| Work to do |
Render every line of the data below as a Markdown table with the columns Nr and Line, numbering the rows in order and omitting blank lines.

Items listed in a dataset
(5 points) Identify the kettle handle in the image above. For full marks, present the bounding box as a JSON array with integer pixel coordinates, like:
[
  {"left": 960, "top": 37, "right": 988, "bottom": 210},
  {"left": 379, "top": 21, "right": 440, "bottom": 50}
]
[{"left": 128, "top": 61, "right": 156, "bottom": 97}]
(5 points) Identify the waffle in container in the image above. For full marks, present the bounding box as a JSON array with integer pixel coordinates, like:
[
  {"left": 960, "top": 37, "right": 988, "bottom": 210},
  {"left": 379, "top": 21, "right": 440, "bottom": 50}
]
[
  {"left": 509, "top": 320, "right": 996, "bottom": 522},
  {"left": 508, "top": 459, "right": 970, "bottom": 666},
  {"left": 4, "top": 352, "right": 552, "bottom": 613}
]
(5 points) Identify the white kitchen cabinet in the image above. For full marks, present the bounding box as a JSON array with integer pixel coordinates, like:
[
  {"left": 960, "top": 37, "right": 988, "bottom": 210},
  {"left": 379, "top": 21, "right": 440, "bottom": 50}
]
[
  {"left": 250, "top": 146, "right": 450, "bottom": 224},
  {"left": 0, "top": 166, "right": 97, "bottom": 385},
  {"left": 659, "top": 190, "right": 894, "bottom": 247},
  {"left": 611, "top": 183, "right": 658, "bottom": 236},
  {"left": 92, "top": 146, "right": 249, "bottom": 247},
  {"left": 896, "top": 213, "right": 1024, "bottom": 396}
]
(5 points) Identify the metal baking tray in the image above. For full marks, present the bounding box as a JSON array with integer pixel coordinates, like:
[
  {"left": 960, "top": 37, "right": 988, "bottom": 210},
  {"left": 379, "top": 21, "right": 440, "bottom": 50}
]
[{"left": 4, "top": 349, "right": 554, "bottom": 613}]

| Written answer |
| Nr | Line |
|---|---|
| 1 | (5 points) Identify the kettle handle in the image above. For full marks, present the bounding box as a JSON array with integer pixel coordinates, like: |
| 2 | [ |
| 3 |   {"left": 960, "top": 37, "right": 988, "bottom": 210}, |
| 4 |   {"left": 379, "top": 21, "right": 440, "bottom": 50} |
| 5 | ] |
| 6 | [{"left": 128, "top": 61, "right": 156, "bottom": 97}] |
| 7 | (5 points) Identify the waffle in container in the image above. For full marks, present the bounding box as a JSON array with integer pixel coordinates, like: |
| 8 | [ |
| 9 |   {"left": 960, "top": 37, "right": 988, "bottom": 210}, |
| 10 |   {"left": 379, "top": 21, "right": 440, "bottom": 50} |
| 11 | ] |
| 12 | [ |
| 13 |   {"left": 509, "top": 320, "right": 996, "bottom": 522}, |
| 14 |   {"left": 508, "top": 459, "right": 970, "bottom": 666}, |
| 15 |   {"left": 4, "top": 352, "right": 552, "bottom": 613} |
| 16 | ] |
| 17 | (5 points) Identify the white kitchen cabinet in the image above. For full marks, present the bounding box as a JSON array with integer pixel coordinates, like: |
| 18 | [ |
| 19 |   {"left": 960, "top": 37, "right": 988, "bottom": 210}, |
| 20 |   {"left": 379, "top": 21, "right": 440, "bottom": 50} |
| 21 | ] |
| 22 | [ |
| 23 |   {"left": 250, "top": 146, "right": 450, "bottom": 224}, |
| 24 |   {"left": 0, "top": 166, "right": 97, "bottom": 385}, |
| 25 |   {"left": 659, "top": 190, "right": 894, "bottom": 247}, |
| 26 |   {"left": 611, "top": 183, "right": 658, "bottom": 236}, |
| 27 |   {"left": 92, "top": 146, "right": 249, "bottom": 247}, |
| 28 |   {"left": 896, "top": 213, "right": 1024, "bottom": 396} |
| 29 | ] |
| 30 | (5 points) Identify the metal baking tray in the image above. For full marks, present the bounding box as a JSON array with integer pixel coordinates, like: |
| 31 | [ |
| 32 |   {"left": 960, "top": 37, "right": 988, "bottom": 210}, |
| 33 |   {"left": 379, "top": 21, "right": 440, "bottom": 50} |
| 34 | ] |
| 35 | [{"left": 4, "top": 349, "right": 554, "bottom": 613}] |